• _EXERCISE TASK_
Reproduce the records starting at the line that contains "step and repeat" and ending at the final line of the records, substituting "suit jacket lapel" for "blazer lapel" and leaving all else unchanged.
___ EXERCISE MATERIAL ___
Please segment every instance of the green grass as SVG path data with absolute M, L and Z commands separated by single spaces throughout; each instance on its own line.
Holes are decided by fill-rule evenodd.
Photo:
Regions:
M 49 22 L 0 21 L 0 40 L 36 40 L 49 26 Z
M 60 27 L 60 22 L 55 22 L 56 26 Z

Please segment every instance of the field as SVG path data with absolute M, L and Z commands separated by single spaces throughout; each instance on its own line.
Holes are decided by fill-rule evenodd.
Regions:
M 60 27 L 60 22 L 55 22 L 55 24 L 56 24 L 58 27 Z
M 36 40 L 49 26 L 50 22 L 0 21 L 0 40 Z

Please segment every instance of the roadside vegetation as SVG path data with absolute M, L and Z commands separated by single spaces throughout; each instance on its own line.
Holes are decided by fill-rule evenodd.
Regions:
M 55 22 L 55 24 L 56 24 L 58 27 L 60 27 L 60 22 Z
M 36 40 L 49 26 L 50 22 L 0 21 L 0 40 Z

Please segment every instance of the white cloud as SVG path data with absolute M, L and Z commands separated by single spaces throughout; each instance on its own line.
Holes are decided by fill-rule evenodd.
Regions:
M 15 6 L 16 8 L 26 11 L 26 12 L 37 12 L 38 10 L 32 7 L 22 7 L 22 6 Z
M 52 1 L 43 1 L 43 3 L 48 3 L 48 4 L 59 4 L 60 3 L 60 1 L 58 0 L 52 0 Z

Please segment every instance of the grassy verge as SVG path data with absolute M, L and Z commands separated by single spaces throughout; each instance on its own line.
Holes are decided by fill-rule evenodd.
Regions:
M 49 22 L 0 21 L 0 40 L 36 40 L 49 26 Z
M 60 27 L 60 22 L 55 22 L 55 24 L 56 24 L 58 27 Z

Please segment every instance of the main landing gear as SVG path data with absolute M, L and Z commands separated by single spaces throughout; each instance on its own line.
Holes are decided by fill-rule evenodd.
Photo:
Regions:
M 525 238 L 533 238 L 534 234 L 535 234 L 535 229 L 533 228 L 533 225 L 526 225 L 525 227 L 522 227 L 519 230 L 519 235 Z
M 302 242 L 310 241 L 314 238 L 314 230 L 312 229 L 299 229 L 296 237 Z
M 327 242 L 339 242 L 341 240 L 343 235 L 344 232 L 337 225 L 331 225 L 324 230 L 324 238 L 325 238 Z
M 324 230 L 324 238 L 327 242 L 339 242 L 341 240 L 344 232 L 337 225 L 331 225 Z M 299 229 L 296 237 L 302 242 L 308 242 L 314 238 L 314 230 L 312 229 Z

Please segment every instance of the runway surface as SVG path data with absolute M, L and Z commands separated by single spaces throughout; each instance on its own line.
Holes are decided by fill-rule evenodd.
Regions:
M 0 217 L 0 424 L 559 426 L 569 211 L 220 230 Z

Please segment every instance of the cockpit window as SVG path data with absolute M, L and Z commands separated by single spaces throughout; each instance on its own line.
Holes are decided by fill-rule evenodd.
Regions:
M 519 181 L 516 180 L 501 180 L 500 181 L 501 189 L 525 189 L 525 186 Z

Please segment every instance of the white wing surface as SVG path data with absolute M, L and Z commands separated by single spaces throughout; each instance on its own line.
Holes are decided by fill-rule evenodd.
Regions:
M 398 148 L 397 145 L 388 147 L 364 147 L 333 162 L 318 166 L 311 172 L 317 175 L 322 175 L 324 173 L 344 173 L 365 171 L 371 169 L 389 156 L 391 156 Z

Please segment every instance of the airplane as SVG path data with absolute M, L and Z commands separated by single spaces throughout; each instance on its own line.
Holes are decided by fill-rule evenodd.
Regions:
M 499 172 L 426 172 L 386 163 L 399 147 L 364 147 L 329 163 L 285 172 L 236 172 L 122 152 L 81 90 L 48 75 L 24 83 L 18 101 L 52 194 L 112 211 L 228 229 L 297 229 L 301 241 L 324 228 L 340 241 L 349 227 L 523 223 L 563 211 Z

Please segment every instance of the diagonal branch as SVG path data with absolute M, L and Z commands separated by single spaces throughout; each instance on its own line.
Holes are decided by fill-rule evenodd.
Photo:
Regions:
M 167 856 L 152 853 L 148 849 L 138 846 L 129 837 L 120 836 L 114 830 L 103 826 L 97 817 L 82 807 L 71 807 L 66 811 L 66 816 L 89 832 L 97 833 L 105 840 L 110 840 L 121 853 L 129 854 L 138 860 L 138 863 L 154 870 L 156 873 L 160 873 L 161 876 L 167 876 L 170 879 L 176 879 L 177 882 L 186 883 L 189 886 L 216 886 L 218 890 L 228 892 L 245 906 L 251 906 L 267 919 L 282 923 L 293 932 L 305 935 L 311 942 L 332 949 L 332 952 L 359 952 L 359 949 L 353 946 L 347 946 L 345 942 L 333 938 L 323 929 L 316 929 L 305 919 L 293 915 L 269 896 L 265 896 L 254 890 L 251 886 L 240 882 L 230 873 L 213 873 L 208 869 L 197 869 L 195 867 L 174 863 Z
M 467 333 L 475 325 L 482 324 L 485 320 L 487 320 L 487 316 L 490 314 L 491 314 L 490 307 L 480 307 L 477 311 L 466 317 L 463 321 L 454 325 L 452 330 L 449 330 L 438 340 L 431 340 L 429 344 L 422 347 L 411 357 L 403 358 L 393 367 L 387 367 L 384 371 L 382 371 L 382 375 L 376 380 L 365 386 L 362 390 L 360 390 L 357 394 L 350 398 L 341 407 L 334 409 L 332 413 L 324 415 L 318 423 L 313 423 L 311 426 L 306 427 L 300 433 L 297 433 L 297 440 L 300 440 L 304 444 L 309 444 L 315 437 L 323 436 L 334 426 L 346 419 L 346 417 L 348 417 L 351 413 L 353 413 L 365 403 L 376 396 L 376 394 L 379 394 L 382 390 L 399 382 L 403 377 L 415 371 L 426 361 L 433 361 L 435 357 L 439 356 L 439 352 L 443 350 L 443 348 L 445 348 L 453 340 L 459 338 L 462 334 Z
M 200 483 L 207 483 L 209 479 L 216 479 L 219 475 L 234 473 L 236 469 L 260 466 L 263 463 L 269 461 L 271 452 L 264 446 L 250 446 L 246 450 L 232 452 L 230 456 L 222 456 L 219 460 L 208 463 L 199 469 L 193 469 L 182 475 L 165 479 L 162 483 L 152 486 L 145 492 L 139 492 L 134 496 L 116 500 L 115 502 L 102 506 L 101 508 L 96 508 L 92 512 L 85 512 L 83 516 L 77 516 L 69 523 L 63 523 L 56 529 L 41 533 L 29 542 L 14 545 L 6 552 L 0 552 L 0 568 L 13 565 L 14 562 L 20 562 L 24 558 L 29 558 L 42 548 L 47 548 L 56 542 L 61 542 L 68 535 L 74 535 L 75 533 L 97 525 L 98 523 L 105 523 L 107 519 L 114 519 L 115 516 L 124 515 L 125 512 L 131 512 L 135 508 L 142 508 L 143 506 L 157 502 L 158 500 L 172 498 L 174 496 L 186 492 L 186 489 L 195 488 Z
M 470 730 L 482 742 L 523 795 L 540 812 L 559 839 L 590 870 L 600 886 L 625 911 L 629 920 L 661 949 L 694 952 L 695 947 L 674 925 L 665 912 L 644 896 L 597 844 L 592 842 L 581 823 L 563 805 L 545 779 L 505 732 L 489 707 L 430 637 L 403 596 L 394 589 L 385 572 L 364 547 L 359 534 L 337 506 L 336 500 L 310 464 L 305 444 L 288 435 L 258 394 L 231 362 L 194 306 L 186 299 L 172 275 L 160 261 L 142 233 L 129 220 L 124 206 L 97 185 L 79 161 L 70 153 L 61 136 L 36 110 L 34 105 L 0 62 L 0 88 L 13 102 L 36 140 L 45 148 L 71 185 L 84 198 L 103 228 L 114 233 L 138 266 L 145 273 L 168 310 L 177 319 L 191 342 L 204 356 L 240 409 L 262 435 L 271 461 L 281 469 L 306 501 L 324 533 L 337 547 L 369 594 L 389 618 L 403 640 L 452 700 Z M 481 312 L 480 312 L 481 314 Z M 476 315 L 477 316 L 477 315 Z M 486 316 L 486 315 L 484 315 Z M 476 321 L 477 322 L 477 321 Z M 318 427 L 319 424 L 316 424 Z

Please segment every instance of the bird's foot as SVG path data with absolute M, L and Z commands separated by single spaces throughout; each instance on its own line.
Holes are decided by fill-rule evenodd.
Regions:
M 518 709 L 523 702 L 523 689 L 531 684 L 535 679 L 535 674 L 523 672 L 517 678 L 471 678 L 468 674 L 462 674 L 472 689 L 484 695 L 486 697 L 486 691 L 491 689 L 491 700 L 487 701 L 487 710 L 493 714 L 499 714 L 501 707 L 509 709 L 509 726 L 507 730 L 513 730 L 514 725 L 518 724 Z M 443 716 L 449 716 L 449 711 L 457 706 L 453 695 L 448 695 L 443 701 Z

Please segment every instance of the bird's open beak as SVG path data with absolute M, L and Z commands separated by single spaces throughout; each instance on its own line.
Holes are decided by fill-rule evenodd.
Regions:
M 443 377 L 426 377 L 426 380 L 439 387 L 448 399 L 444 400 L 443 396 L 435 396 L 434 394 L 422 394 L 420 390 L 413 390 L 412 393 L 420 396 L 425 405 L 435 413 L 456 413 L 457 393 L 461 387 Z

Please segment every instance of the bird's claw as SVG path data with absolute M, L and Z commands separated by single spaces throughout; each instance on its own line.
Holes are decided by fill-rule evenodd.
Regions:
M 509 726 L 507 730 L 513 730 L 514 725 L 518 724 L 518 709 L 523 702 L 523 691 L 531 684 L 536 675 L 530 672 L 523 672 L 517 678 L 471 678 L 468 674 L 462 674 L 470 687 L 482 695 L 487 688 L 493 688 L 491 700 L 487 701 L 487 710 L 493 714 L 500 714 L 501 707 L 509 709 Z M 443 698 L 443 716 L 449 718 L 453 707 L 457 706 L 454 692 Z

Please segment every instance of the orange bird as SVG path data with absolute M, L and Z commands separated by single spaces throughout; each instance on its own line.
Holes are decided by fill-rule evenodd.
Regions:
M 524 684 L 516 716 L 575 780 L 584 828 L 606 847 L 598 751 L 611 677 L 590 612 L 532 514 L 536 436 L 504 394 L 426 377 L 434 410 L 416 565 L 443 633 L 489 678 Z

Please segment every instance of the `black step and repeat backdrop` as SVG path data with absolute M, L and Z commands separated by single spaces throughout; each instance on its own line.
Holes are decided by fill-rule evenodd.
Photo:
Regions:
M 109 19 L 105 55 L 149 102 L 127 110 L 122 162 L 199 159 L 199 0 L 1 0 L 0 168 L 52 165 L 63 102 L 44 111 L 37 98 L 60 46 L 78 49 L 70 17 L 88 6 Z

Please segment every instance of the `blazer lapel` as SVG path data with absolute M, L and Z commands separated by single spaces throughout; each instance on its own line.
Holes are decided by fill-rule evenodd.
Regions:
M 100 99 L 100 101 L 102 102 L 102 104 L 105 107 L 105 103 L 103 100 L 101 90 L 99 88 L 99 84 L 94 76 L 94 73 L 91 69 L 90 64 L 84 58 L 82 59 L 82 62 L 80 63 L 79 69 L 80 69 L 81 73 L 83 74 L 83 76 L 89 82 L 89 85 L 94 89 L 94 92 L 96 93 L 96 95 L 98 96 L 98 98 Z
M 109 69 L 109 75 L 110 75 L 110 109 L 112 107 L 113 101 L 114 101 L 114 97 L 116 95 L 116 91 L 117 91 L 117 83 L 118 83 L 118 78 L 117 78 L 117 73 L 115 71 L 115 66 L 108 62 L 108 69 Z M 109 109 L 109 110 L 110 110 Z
___
• _FULL RESPONSE_
Please segment every instance of the `black step and repeat backdrop` as SVG path data with absolute M, L and Z commands separated by single spaces throughout; each instance on its own line.
Holes are decided by fill-rule evenodd.
Photo:
Regions:
M 109 19 L 105 55 L 149 102 L 127 110 L 122 162 L 199 159 L 199 0 L 1 0 L 0 168 L 52 165 L 63 102 L 44 111 L 37 98 L 60 46 L 78 49 L 70 17 L 88 6 Z

Please segment every instance of the `suit jacket lapel` as SVG path data with absolute M, L and Z commands separated by single spaces throughout; each instance on its own line.
Holes are decided by fill-rule evenodd.
Regions:
M 100 99 L 100 101 L 102 102 L 102 104 L 105 107 L 105 103 L 103 100 L 101 90 L 99 88 L 99 84 L 94 76 L 94 73 L 91 69 L 90 64 L 84 58 L 82 59 L 82 62 L 80 63 L 79 69 L 80 69 L 81 73 L 83 74 L 83 76 L 89 82 L 89 85 L 94 89 L 94 92 L 96 93 L 96 95 L 98 96 L 98 98 Z
M 109 69 L 109 75 L 110 75 L 110 109 L 112 107 L 113 101 L 114 101 L 114 97 L 116 95 L 116 91 L 117 91 L 117 83 L 118 83 L 118 78 L 117 78 L 117 73 L 115 71 L 115 66 L 108 62 L 108 69 Z M 109 109 L 109 110 L 110 110 Z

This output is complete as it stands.